┌─ Fragmento

Este es un fragmento adaptado de Dios en el torbellino: Cómo el amor santo de Dios reorienta nuestro mundo (Andamio Editorial, 2016), por David F. Wells.

En la justificación, los cristianos no hemos sido meramente absueltos, sino que esta absolución es la base para estar unidos a Cristo en su muerte y resurrección. No podemos, por tanto, vivir ya más por nosotros mismos. Debemos vivir para el que murió y fue resucitado por nosotros (2 Co. 5:15). Pablo dio la espalda a sus viejos hábitos de auto-justificación. Eso, pienso, es lo que quiso decir al afirmar que estaba “crucificado con Cristo”. De ahí en adelante, dijo: “y ya no soy yo el que vive, sino que Cristo vive en mí” (Gá. 2:20).

Si pertenecemos a Cristo, habremos “crucificado la carne con sus pasiones y deseos” (Gá. 5:24). Si sufrimos, es así para que “también la vida de Jesús se manifieste en nuestro cuerpo mortal” (2 Co. 4:11). Todo esto está inscrito en la manera en que el Nuevo Testamento establece la relación entre el evangelio y la santificación. Creemos en el evangelio, no solo para que nuestra culpa sea perdonada, sino para que, de ahí en adelante, de una manera diaria, vivamos para Cristo, caminando en sus caminos, viviendo por el poder del Espíritu Santo, el cual nos conduce por los senderos de la santidad.

Ese comienzo en la fe en Cristo, a través de la verdad del evangelio, fue el momento en el tiempo en el que Dios nos declaró su aceptación y nos dio la bienvenida a la familia del pacto mediante la imputación de nuestro pecado a Cristo y de su justicia a nosotros. Puede que no hayamos conocido la profundidad de la desesperación ante Dios que Lutero experimentó, pero debemos haber conocido nuestro descarrío de Dios. Y tal vez no hayamos experimentado con la misma profundidad el terror ante la ira de Dios que Lutero sintió, pero debemos habernos reconocido en peligro porque estábamos en el lado equivocado de la ley moral. Cuando consideramos a Cristo y su muerte, supimos que Dios se había vuelto a nosotros. Nos perdonó en Cristo, nos declaró justos en Él, nos reconcilió consigo mismo y nos liberó del control de la muerte y de Satanás.

└─

Tareas del ejercicio:
• 1. Según el fragmento, ¿para quién debemos vivir de acuerdo con 2 Corintios 5:15?
• 2. Transcriba del fragmento el pasaje que se abre con las palabras "Ese comienzo en" y se cierra con "y de Satanás.".

┌─ Relación de líneas

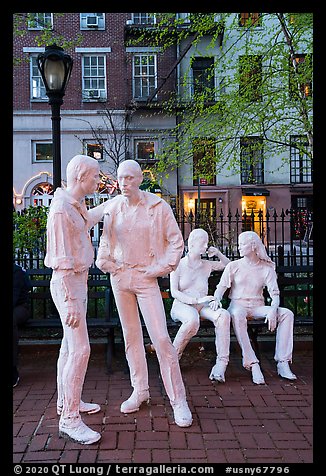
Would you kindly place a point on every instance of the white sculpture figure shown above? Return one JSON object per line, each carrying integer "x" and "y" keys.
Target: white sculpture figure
{"x": 70, "y": 254}
{"x": 246, "y": 279}
{"x": 189, "y": 287}
{"x": 140, "y": 242}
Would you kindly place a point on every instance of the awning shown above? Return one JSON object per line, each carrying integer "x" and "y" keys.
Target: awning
{"x": 255, "y": 192}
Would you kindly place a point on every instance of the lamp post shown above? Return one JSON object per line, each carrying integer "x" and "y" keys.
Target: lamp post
{"x": 55, "y": 67}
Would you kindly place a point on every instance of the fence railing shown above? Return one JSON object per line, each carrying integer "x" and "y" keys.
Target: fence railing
{"x": 278, "y": 230}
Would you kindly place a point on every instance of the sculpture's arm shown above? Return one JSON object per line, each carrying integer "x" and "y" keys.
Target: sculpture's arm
{"x": 104, "y": 261}
{"x": 173, "y": 249}
{"x": 223, "y": 260}
{"x": 182, "y": 296}
{"x": 95, "y": 214}
{"x": 274, "y": 293}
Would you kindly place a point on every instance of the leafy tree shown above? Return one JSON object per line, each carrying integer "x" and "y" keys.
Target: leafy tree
{"x": 30, "y": 229}
{"x": 264, "y": 85}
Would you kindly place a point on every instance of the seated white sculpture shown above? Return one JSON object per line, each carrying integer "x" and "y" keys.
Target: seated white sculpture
{"x": 189, "y": 287}
{"x": 246, "y": 278}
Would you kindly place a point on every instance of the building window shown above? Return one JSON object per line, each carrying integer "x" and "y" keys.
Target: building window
{"x": 251, "y": 76}
{"x": 42, "y": 194}
{"x": 36, "y": 81}
{"x": 143, "y": 18}
{"x": 204, "y": 161}
{"x": 92, "y": 21}
{"x": 203, "y": 77}
{"x": 94, "y": 78}
{"x": 300, "y": 161}
{"x": 95, "y": 150}
{"x": 40, "y": 21}
{"x": 251, "y": 160}
{"x": 144, "y": 76}
{"x": 42, "y": 151}
{"x": 249, "y": 19}
{"x": 300, "y": 78}
{"x": 145, "y": 150}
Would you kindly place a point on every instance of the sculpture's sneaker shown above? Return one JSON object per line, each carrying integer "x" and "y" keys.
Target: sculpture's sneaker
{"x": 283, "y": 369}
{"x": 218, "y": 371}
{"x": 134, "y": 401}
{"x": 84, "y": 407}
{"x": 182, "y": 414}
{"x": 79, "y": 434}
{"x": 257, "y": 376}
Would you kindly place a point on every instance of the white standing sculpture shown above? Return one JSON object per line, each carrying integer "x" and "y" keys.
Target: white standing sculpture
{"x": 189, "y": 287}
{"x": 246, "y": 278}
{"x": 141, "y": 241}
{"x": 70, "y": 254}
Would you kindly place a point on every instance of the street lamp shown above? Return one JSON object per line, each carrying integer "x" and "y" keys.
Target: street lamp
{"x": 55, "y": 67}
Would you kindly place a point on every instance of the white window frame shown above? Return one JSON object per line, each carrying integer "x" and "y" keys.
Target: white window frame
{"x": 140, "y": 77}
{"x": 37, "y": 20}
{"x": 100, "y": 94}
{"x": 35, "y": 77}
{"x": 137, "y": 19}
{"x": 139, "y": 140}
{"x": 34, "y": 146}
{"x": 100, "y": 21}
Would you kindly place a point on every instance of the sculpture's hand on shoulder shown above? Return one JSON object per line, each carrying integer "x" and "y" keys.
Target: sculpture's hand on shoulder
{"x": 214, "y": 304}
{"x": 212, "y": 251}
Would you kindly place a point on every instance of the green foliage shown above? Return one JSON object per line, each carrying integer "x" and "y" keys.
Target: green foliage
{"x": 253, "y": 93}
{"x": 30, "y": 229}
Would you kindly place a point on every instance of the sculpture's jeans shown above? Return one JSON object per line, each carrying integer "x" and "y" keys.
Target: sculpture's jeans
{"x": 241, "y": 309}
{"x": 129, "y": 287}
{"x": 74, "y": 351}
{"x": 189, "y": 316}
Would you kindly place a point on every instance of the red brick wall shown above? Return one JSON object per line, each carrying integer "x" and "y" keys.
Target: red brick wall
{"x": 118, "y": 62}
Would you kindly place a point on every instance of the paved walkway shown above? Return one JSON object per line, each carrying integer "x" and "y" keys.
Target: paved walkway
{"x": 235, "y": 422}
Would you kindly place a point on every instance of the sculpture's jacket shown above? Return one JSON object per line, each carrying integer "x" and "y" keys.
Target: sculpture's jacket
{"x": 166, "y": 242}
{"x": 69, "y": 245}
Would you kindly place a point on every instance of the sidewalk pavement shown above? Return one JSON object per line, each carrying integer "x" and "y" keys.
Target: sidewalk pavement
{"x": 236, "y": 422}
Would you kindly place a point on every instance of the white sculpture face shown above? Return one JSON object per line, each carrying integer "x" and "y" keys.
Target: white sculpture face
{"x": 245, "y": 245}
{"x": 90, "y": 180}
{"x": 129, "y": 179}
{"x": 198, "y": 245}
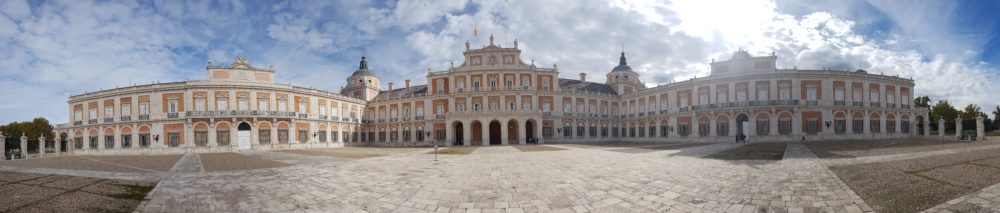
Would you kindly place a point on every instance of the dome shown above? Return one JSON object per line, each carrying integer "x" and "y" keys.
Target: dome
{"x": 622, "y": 65}
{"x": 363, "y": 69}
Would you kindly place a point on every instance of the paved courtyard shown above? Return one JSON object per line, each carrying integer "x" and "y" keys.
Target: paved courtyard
{"x": 605, "y": 177}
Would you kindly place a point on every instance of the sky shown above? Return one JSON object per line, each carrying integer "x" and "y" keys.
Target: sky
{"x": 50, "y": 50}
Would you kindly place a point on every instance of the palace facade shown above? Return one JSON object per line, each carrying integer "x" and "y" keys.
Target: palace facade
{"x": 492, "y": 98}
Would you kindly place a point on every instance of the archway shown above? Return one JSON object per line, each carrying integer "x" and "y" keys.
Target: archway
{"x": 243, "y": 136}
{"x": 741, "y": 125}
{"x": 512, "y": 132}
{"x": 459, "y": 133}
{"x": 495, "y": 133}
{"x": 529, "y": 129}
{"x": 477, "y": 133}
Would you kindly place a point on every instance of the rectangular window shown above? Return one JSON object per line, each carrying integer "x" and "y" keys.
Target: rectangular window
{"x": 174, "y": 139}
{"x": 222, "y": 137}
{"x": 282, "y": 136}
{"x": 144, "y": 108}
{"x": 220, "y": 103}
{"x": 201, "y": 138}
{"x": 264, "y": 136}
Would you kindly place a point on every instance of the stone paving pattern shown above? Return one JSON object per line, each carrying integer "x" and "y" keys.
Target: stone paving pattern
{"x": 605, "y": 177}
{"x": 503, "y": 179}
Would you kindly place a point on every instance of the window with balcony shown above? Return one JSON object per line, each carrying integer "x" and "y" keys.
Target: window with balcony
{"x": 282, "y": 105}
{"x": 243, "y": 104}
{"x": 221, "y": 103}
{"x": 222, "y": 137}
{"x": 109, "y": 112}
{"x": 143, "y": 108}
{"x": 262, "y": 104}
{"x": 264, "y": 136}
{"x": 199, "y": 104}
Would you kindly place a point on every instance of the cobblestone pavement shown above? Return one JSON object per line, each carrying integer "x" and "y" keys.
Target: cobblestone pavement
{"x": 503, "y": 179}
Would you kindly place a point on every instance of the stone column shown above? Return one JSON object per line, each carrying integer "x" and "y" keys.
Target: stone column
{"x": 980, "y": 129}
{"x": 940, "y": 127}
{"x": 24, "y": 146}
{"x": 41, "y": 146}
{"x": 958, "y": 128}
{"x": 3, "y": 146}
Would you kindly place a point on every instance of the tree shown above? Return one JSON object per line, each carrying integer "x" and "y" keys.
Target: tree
{"x": 996, "y": 117}
{"x": 943, "y": 110}
{"x": 922, "y": 101}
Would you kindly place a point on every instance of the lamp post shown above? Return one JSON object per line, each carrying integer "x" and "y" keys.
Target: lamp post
{"x": 435, "y": 145}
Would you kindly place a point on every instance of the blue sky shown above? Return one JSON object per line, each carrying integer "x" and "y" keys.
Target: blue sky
{"x": 54, "y": 49}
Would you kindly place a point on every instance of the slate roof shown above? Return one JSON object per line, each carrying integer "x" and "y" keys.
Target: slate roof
{"x": 572, "y": 84}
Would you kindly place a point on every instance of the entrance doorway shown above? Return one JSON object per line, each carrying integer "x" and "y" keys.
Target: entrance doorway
{"x": 243, "y": 136}
{"x": 477, "y": 133}
{"x": 459, "y": 134}
{"x": 495, "y": 133}
{"x": 512, "y": 132}
{"x": 529, "y": 132}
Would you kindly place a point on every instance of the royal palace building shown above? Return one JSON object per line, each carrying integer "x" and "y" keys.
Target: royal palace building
{"x": 492, "y": 98}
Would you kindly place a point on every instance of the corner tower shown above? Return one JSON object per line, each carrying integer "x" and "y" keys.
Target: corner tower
{"x": 363, "y": 83}
{"x": 623, "y": 79}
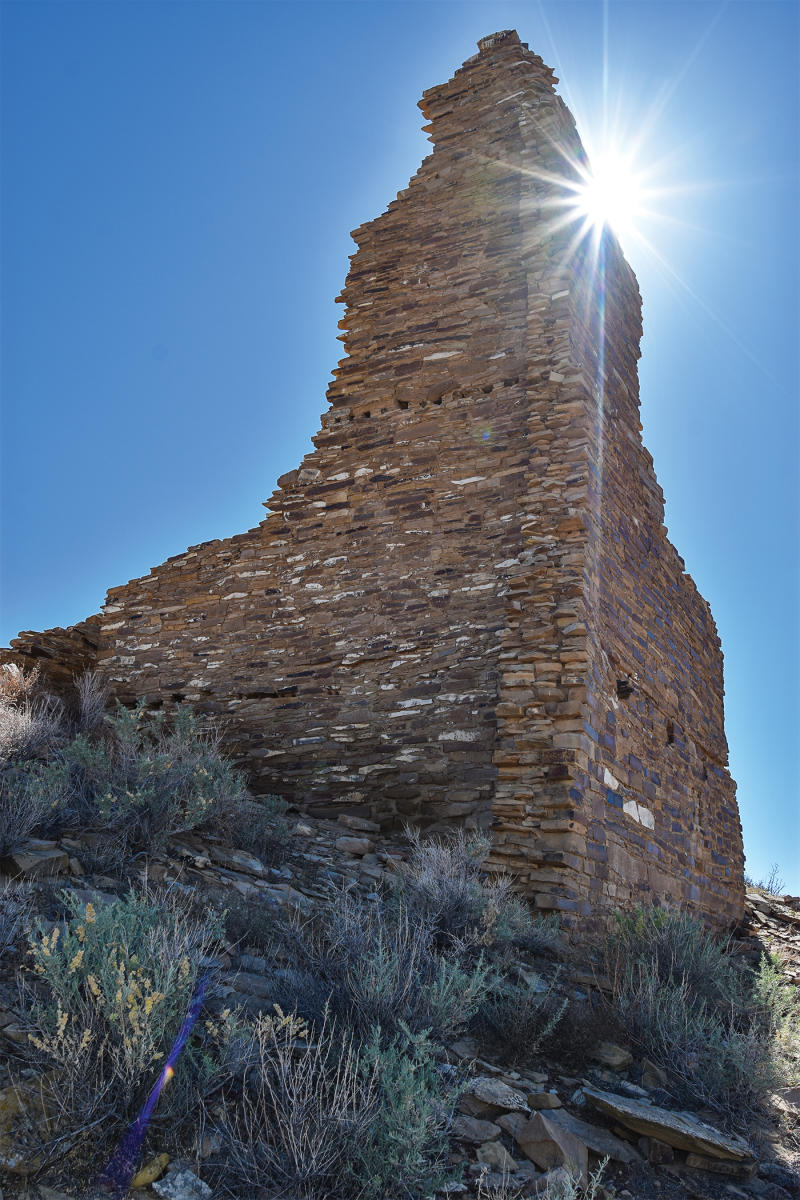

└─

Respuestas a los problemas:
• 1. Para el que murió y fue resucitado por nosotros.

• 2.
Ese comienzo en la fe en Cristo, a través de la verdad del evangelio, fue el momento en el tiempo en el que Dios nos declaró su aceptación y nos dio la bienvenida a la familia del pacto mediante la imputación de nuestro pecado a Cristo y de su justicia a nosotros. Puede que no hayamos conocido la profundidad de la desesperación ante Dios que Lutero experimentó, pero debemos haber conocido nuestro descarrío de Dios. Y tal vez no hayamos experimentado con la misma profundidad el terror ante la ira de Dios que Lutero sintió, pero debemos habernos reconocido en peligro porque estábamos en el lado equivocado de la ley moral. Cuando consideramos a Cristo y su muerte, supimos que Dios se había vuelto a nosotros. Nos perdonó en Cristo, nos declaró justos en Él, nos reconcilió consigo mismo y nos liberó del control de la muerte y de Satanás.